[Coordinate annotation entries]

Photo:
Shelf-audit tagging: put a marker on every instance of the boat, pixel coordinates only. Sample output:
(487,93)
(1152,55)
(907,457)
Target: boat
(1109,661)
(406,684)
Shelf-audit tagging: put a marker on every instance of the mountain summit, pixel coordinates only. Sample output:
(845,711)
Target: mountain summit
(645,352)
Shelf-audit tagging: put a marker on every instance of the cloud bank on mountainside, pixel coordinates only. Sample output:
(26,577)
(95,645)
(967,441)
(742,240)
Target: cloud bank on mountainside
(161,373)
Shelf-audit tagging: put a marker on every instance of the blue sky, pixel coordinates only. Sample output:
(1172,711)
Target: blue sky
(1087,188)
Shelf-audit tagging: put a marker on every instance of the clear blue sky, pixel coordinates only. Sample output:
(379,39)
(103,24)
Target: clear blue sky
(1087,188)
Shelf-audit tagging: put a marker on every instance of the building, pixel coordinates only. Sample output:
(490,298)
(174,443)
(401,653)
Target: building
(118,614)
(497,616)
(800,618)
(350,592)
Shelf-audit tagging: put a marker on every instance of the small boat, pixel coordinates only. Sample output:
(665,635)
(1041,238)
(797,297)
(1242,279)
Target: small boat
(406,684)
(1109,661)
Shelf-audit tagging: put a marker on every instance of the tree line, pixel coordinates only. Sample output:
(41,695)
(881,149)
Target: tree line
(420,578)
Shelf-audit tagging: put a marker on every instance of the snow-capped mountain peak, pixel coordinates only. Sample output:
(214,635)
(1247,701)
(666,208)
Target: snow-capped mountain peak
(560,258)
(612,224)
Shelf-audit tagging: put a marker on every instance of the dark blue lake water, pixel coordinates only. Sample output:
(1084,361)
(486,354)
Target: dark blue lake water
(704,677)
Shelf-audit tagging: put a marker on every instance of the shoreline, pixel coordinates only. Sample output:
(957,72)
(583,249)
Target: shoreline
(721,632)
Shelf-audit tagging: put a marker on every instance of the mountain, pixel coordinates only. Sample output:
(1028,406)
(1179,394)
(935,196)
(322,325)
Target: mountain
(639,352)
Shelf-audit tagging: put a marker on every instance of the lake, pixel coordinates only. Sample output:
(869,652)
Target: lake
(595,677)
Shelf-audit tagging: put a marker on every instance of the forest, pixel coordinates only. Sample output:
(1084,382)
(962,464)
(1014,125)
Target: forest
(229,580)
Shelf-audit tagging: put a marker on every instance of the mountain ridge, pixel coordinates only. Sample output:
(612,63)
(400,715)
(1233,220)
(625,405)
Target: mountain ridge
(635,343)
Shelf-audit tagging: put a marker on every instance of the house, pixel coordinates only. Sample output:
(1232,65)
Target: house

• REQUEST:
Write out every entry again exactly, please, with nothing missing.

• EXERCISE RESPONSE:
Photo:
Shelf-audit tagging: put a marker on every instance of the boat, pixel coordinates only. Sample output:
(487,93)
(1152,55)
(907,457)
Target: boat
(1109,661)
(406,684)
Shelf-audit tagging: put a marker on every instance of the mountain summit, pixel coordinates only. Sample output:
(845,711)
Target: mountain summit
(645,352)
Shelf-audit tagging: put a marker on every instance of the cloud bank on mountainside, pixel coordinates only. Sample output:
(26,577)
(95,645)
(967,441)
(742,240)
Target: cloud bank on mountainside
(161,373)
Shelf-audit tagging: put a marker on every instance of the blue sky, pixel coordinates only. Sample output:
(1172,711)
Target: blue sky
(1087,188)
Shelf-audit tagging: put a marker on every instance of the clear blue sky, pixel coordinates only. Sample output:
(379,39)
(103,24)
Target: clear blue sky
(1087,188)
Shelf-audit tagging: put a marker on every instance of the building, pixel coordinates only. Sample output:
(490,298)
(174,443)
(401,653)
Target: building
(118,614)
(497,616)
(800,618)
(350,592)
Shelf-audit tagging: put a marker on every instance of the small boat, pixel coordinates only. Sample output:
(665,635)
(1041,238)
(797,297)
(1242,279)
Target: small boat
(406,684)
(1109,661)
Shelf-audit tagging: put a marker on every instance of the tree line, pixel coordinates only. Sample output:
(41,695)
(881,149)
Target: tree line
(420,578)
Shelf-audit tagging: put a marker on every instance of the snow-capped mountain peak, pixel coordinates only. Sample output:
(214,635)
(1247,701)
(666,208)
Target: snow-capped mountain peak
(560,258)
(612,224)
Shelf-audit tagging: put a marker on every instance of the dark blue lake water, pixel coordinates only. Sample output:
(1084,361)
(486,354)
Target: dark blue lake water
(704,677)
Shelf-audit tagging: put a marker on every instance of the shoreline, pixel coordinates only. Sample output:
(957,72)
(583,249)
Target: shoreline
(721,632)
Shelf-audit tagging: put a marker on every instance of the mountain, pixel coordinates only. Sample output:
(1028,406)
(1179,394)
(935,196)
(322,325)
Target: mountain
(639,352)
Shelf-audit tagging: put a marker on every instance of the lake, pixel coordinates only. Sample output:
(869,652)
Target: lake
(595,677)
Shelf-audit tagging: put a marker on every instance of the forest, pixel coordinates only. Sample output:
(1084,382)
(962,464)
(1014,125)
Target: forest
(229,580)
Shelf-audit tagging: put a marker on every instance of the mountain ridge, pixel coordinates only. Sample output:
(612,63)
(400,715)
(1233,220)
(625,405)
Target: mountain ridge
(635,343)
Shelf-audit tagging: put a marker on every instance of the house, pixel coordinates only. Sample output:
(1232,65)
Target: house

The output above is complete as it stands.